### Direction:
Reproduce the following rows word for word, omitting the pictures.

### Information provided:

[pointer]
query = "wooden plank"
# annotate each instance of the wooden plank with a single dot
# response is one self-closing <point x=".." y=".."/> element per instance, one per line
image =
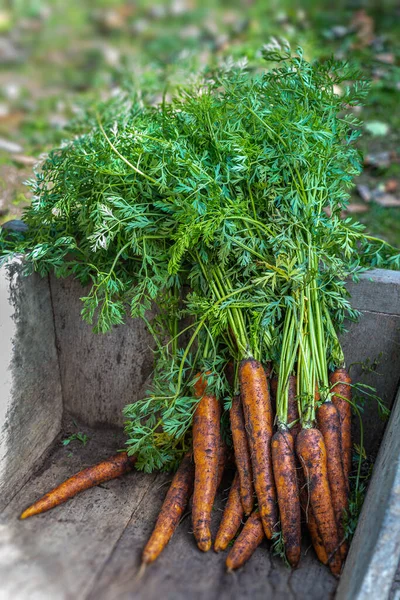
<point x="60" y="554"/>
<point x="373" y="558"/>
<point x="100" y="374"/>
<point x="376" y="337"/>
<point x="182" y="571"/>
<point x="378" y="290"/>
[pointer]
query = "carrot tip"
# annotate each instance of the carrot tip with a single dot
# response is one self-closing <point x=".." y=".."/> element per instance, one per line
<point x="141" y="571"/>
<point x="204" y="546"/>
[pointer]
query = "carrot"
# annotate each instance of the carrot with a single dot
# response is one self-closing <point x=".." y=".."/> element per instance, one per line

### Result below:
[pointer]
query = "wooden plank"
# annotate each instance of the wooden plank with a single dot
# response is one self-closing <point x=".." y=".."/> element per instance, one per line
image =
<point x="60" y="554"/>
<point x="373" y="558"/>
<point x="100" y="374"/>
<point x="376" y="337"/>
<point x="182" y="571"/>
<point x="378" y="290"/>
[pointer]
query = "carrot tip"
# annotate each instance of the carrot tip with a single dot
# response is one self-closing <point x=".." y=".."/> element per instance, one per line
<point x="141" y="571"/>
<point x="204" y="546"/>
[pointer]
query = "carrot"
# annotate each instance of the carrot with a single dot
# response is one self-closing <point x=".." y=".."/> element per instance, one per line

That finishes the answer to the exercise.